*** EXERCISE INPUT ***

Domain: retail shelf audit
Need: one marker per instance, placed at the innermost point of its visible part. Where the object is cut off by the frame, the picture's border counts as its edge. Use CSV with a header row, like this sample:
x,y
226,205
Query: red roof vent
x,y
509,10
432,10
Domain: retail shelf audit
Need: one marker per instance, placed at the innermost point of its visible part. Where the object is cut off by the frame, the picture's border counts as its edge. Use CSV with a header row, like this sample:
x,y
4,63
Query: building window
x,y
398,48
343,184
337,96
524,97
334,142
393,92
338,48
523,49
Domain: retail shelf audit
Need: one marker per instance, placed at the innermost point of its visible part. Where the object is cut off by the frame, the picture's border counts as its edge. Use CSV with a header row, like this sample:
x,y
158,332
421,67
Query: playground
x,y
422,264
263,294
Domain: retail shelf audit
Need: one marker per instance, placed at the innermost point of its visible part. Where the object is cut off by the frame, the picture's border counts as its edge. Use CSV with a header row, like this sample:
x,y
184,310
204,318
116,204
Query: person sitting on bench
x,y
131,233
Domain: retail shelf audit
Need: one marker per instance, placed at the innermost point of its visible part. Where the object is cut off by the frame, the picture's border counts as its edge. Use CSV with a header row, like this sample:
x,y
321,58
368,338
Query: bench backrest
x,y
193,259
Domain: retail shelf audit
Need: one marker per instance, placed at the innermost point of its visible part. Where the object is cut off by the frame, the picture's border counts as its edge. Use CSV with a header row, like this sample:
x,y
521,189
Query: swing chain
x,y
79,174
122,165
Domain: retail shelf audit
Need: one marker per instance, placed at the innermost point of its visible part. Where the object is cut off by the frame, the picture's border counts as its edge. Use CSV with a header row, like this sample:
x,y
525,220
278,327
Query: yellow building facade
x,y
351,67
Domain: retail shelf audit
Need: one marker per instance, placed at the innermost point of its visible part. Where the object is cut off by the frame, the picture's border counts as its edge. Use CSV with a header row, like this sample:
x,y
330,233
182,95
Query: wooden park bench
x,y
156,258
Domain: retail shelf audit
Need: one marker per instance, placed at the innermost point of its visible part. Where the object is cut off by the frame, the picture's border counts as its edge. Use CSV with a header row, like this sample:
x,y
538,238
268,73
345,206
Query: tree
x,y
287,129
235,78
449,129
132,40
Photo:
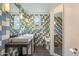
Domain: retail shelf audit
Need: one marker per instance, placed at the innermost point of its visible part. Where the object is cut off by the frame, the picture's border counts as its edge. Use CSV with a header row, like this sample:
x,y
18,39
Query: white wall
x,y
71,27
53,10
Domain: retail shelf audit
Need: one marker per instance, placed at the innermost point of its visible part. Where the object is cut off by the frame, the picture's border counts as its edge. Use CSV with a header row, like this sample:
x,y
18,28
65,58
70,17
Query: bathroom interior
x,y
39,29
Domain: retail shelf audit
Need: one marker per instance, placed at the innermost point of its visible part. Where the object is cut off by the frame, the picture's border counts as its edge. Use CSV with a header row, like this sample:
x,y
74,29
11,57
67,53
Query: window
x,y
16,22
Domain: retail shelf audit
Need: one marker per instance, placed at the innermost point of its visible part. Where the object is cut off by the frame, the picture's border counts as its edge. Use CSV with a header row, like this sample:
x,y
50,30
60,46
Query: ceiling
x,y
36,8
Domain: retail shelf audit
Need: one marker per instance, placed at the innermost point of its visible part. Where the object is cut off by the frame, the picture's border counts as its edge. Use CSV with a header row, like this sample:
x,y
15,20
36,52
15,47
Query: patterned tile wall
x,y
4,28
29,26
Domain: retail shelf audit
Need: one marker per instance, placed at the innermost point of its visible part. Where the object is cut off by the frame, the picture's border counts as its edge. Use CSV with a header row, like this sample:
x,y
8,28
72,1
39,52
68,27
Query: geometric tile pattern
x,y
28,27
4,28
58,33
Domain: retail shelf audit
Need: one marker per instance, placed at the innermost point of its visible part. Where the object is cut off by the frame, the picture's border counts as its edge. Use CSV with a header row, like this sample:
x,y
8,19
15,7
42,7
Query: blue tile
x,y
5,27
0,38
3,32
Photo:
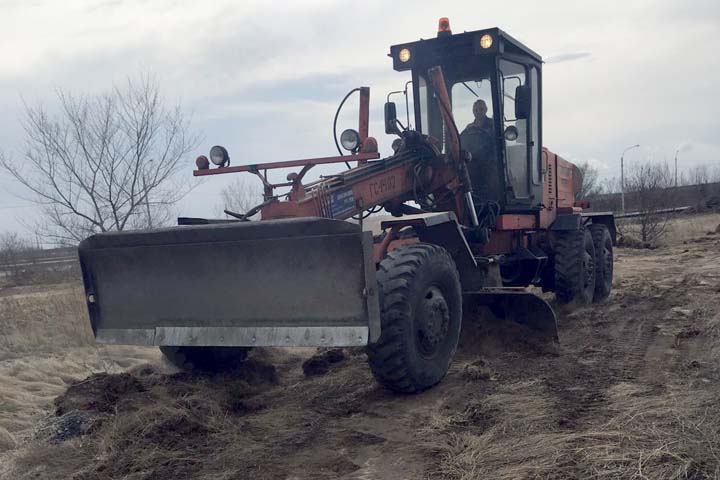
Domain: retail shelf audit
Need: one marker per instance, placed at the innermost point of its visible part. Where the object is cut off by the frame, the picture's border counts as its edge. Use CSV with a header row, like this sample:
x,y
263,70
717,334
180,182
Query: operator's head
x,y
480,109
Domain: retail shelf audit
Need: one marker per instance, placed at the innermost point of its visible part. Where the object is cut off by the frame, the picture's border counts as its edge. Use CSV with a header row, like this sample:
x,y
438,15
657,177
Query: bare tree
x,y
240,196
590,185
647,186
12,253
104,162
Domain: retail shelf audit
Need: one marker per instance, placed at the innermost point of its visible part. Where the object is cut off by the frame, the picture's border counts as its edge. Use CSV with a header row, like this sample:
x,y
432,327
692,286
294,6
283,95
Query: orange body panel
x,y
516,222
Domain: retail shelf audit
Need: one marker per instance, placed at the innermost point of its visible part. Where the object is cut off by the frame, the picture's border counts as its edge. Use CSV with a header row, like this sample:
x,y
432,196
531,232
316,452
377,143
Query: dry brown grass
x,y
49,320
671,436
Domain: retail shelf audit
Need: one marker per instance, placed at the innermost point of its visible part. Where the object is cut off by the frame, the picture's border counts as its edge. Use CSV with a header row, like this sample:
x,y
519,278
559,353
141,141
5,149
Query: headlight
x,y
219,156
486,41
350,139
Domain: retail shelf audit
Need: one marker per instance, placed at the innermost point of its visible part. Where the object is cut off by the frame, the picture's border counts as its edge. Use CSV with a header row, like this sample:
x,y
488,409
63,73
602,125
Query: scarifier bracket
x,y
520,306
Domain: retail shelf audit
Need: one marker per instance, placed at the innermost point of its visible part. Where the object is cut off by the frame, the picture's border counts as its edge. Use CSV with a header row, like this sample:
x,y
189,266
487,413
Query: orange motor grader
x,y
479,211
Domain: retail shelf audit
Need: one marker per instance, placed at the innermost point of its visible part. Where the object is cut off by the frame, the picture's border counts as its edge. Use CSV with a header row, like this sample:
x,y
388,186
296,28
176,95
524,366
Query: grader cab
x,y
480,210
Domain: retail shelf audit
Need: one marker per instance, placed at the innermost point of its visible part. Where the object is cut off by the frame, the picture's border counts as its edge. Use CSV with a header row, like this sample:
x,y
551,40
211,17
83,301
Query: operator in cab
x,y
478,138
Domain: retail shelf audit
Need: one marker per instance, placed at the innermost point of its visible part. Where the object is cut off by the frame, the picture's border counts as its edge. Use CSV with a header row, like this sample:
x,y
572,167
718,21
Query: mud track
x,y
631,393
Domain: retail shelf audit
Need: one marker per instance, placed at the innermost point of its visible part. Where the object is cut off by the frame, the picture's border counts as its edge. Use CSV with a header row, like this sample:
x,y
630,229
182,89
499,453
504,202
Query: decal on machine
x,y
383,186
341,202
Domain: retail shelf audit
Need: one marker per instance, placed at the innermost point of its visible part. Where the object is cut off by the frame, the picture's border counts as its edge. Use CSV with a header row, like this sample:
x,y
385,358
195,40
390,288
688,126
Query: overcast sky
x,y
264,78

***

Retype the listing exactly. Pictures do not belong in the copy.

Domain: retail shelf audit
Need: one marker per instance, placed at the innermost point of its visible part. Where the object is cut off by the frame, the picture's border counts as its edge. Use CSV with a header row, like this sample:
x,y
226,205
Query: red roof vent
x,y
509,10
432,10
Domain: retail shelf audit
Need: one marker per instance, placed at the innermost point of its visible part. Where the object is cut off by the frame, the picture's border counts as its edge. Use CSV with a header row, like this sample:
x,y
4,63
Query: building window
x,y
398,48
343,184
337,96
524,97
334,142
393,92
338,48
523,49
Domain: retail shelf audit
Need: one marker per instance, placed at the innermost point of its visible part. Where the object is cut off by the frame, the picture's border counts as its edge. Use CSV with a header row, like this sample:
x,y
158,332
421,67
Query: playground
x,y
422,264
263,294
Domain: retail shelf audit
Need: one marker per instance, placed at the innermost point of its visible part. Where the object is cut off by the frame, the picture's border counts as its edge. Use CSV with a header row, like this sample:
x,y
184,310
204,318
116,204
Query: person sitting on bench
x,y
131,233
Domain: retail shelf audit
Need: one marker per instance, placed at the innermost point of its visible part. Where the object is cut off by the frame, the picture's border counts as its edge. Use CSV with a header row, like this sample:
x,y
321,58
368,338
Query: bench backrest
x,y
193,259
Domain: retail shelf audit
Need: one marker per instance, placed at the innermost point of its visible part. Where the object is cut off by the frame, the picture's border counts as its edge. Use CSV with a header row, like this sample:
x,y
521,189
Query: swing chain
x,y
79,174
122,165
Domain: retail shelf audit
Need: one marker per instance, placed at the innermost point of its visible part. Where the object is cut off by the frame, the picture's border counts as its edge. Use CSV with a header row, like this sample:
x,y
525,220
278,327
Query: yellow building facade
x,y
351,67
Domain: retail shelf audit
Need: one marker per instance, placed at the innermost point of its visible part. Where the object is cut off by the frame, the picture's border counts as its edge. Use CSV with a header row, like this sample:
x,y
330,233
182,95
Query: wooden park bench
x,y
156,258
Domain: retail shelf audit
Need: one marker per instance, placed at the innermost point of its visible part. Where the object is cut off by the frame, the picture's border counts as its edge. Use CSV with a header row, like this sample:
x,y
538,238
268,73
345,206
Query: tree
x,y
287,129
235,78
449,129
132,40
Photo:
Domain: retail shelf audit
Need: one marker per instance, placed at the innermost point of its visible part. Where the object is cut off by the frame, the picture's border counts as its edge. Use CSV with a header row, like this sample:
x,y
18,39
Query: white wall
x,y
71,27
53,10
Domain: retail shelf audit
Need: one marker per instance, placed at the innermost point of its visible part. Where the object is cut off by the frame, the picture's border counts as its edge. Use CSV with a header row, like this sample:
x,y
18,28
65,58
70,17
Query: bathroom interior
x,y
39,29
Domain: retail shelf audit
Need: one marker per instance, placed at the innermost point of its visible part. Where the object is cut off by the frame, the picture's border counts as its edge. Use CSV with a header row, like this sample:
x,y
74,29
11,57
67,53
Query: window
x,y
16,22
Domain: retail shelf audit
Need: one marker per instance, placed at the innermost point of its visible part. Where the object is cut off by the frame, the picture's border counts as its edge. Use CSV with a header row, like this sample:
x,y
50,30
60,46
Query: ceiling
x,y
36,8
Domain: retail shelf audit
Need: one marker per instance, placed at the innermost point of its visible part. Where the object is cut off by the frame, the picture's border counts as its edge. Use CSV with a header row, like this sample:
x,y
15,20
36,52
15,47
Query: patterned tile wall
x,y
4,28
29,26
Domain: retail shelf audit
Need: one marker per instance, placed at the innermost point of its visible part. Where the object is cut off by the frame, the picture's border counts as its edge. Use CSV with a header row, like this sample:
x,y
8,28
72,1
39,52
68,27
Query: geometric tile pattern
x,y
28,27
4,28
58,33
Domain: retail shelf audit
Need: one marker per instance, placed at the innermost point of its visible part. Where the object is cut off by the frame, the picture's border counts as its edge. Use CSV with a header row, like this sample:
x,y
8,19
15,7
42,7
Query: blue tile
x,y
5,27
0,38
3,32
Photo:
Domain: retail shelf audit
Need: one marker per instance, placed at the innermost point of its visible part. Where the object is cut off by the frame, the picture's border counts as its edge. Use CSV with a header row, like this sample:
x,y
263,70
717,334
180,182
Query: operator's head
x,y
480,109
Domain: retail shelf audit
Need: one marker per instance, placed at the innermost point of its visible part. Where the object is cut off by the frame, the picture's border counts as its edge. Use CSV with a header row, like this sample:
x,y
438,15
657,177
Query: bare tree
x,y
240,196
590,185
647,186
12,253
104,162
Domain: retail shelf audit
Need: one marker per instance, placed at the innermost point of its visible part. Where the object is cut off by the frame, the picture's border counts as its edge. Use CSV with a header row, like this sample:
x,y
432,327
692,286
294,6
283,95
Query: orange body panel
x,y
516,222
Domain: retail shelf audit
Need: one marker per instance, placed at the innermost point of its visible part. Where the object is cut off by the frame, the picture's border counts as its edge. Use CSV with a header row, like this sample:
x,y
432,196
531,232
316,452
377,143
Query: dry brown grass
x,y
49,320
671,436
Domain: retail shelf audit
Need: one marker per instance, placed at the innermost point of its visible part. Where the object is cut off by the frame, the picture's border counts as its edge. Use CSV with a header row, like this sample:
x,y
519,278
559,353
141,141
5,149
Query: headlight
x,y
219,156
486,41
350,139
Domain: retail shelf audit
Need: one marker per instance, placed at the innermost point of its visible part. Where the object is cut off by the frame, the picture's border counts as its edge. Use CSV with a header row, like this sample:
x,y
488,409
63,73
602,125
Query: scarifier bracket
x,y
520,306
Domain: retail shelf audit
Need: one marker per instance, placed at the innermost point of its visible part. Where the object is cut off by the frame, the picture's border counts as its edge. Use CSV with a header row, like this sample:
x,y
189,266
487,413
Query: orange motor grader
x,y
479,211
Domain: retail shelf audit
Need: one marker per instance, placed at the innermost point of its visible part. Where the object is cut off by the frame, the picture's border counts as its edge. Use CSV with a header row, like this sample:
x,y
388,186
296,28
176,95
524,366
Query: grader cab
x,y
480,210
Domain: retail shelf audit
Need: one marker per instance, placed at the innermost point of its visible part. Where the object is cut off by the frame, the picture's border counts as its edge. Use CSV with a header row, like this sample:
x,y
551,40
211,17
83,301
Query: operator in cab
x,y
478,138
Domain: retail shelf audit
Need: one marker per instance, placed at the innermost point of its visible part. Where the object is cut off by the frame, the picture's border counts as its edge. Use CSV with a header row, like this sample:
x,y
572,167
718,21
Query: mud track
x,y
631,393
Domain: retail shelf audit
Need: one marker per instance, placed at the innermost point of its visible part. Where the object is cut off by the frame, the picture's border counts as its edge. Use CSV with a header row, like this sample:
x,y
630,229
182,89
499,453
504,202
Query: decal on machine
x,y
383,186
341,202
Domain: retail shelf audit
Need: one marker per instance, placed at the innermost point of its visible part. Where the object is cut off by the frame, the picture's border counts as its edge. Use CSV with a header row, like this sample:
x,y
385,358
195,40
390,288
688,126
Query: overcast sky
x,y
264,78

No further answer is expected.